**WORK TO DO**:
From the excerpt on rebundling banking offers below, state what the distribution formed by mass market offers and many niche offers is called.

**PAGE EXCERPT**:
────────────────────

How many rebundling opportunities are there and are they profitable?
On the one hand, you have the mass market banking offers, which are very popular and have a lot of users for very few mass market banking offers. On the other hand, you have loads of rebundled, meaningful, personalised financial service offers with so many combinations fitting the characteristic of few users, those we call niche markets. And the distribution that comes out of this is actually called the Long Tail distribution. So what we’re adding to the mass market is this really long tail of a lot of different recombinations and very special targeted banking offers. The mass market products that banks have built so far are good and very efficient as they only need one investment before being rolled out to a large install base. The question is, is it very efficient to also look at the niches? It is true that a single niche may not be very profitable for a bank, it’s just a few people who would be interested in this, out of all the people who are at the bank, only a handful are musicians for example. You therefore need a very efficient way to cover a broad range of these niches, so instead of targeting one, you target a lot of them at the same time. How do you do this? How do you efficiently use the long tail? How do you target the long tail efficiently? Well, you’re going to leverage partners, and you’re going to leverage developers out there. You won’t build all of these niche products yourself, you’ll build a set of APIs, a portal and a partnering process, which you’ll then distribute to the developers willing to invest and take the risk in building those targeted niche products. That way, it can be efficient for banks to also address those niche markets which, by adding up, will become something substantial.

────────────────────

**DATASET EXTRACT**:
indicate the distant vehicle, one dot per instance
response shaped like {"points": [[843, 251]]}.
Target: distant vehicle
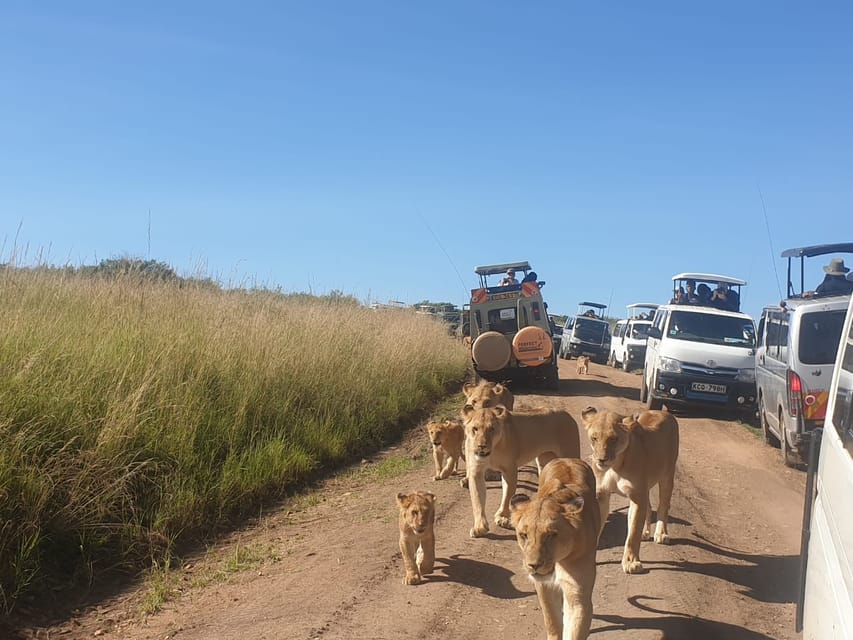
{"points": [[510, 330], [825, 602], [628, 343], [587, 333], [797, 343], [697, 354]]}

────────────────────

**SOLUTION**:
The Long Tail distribution.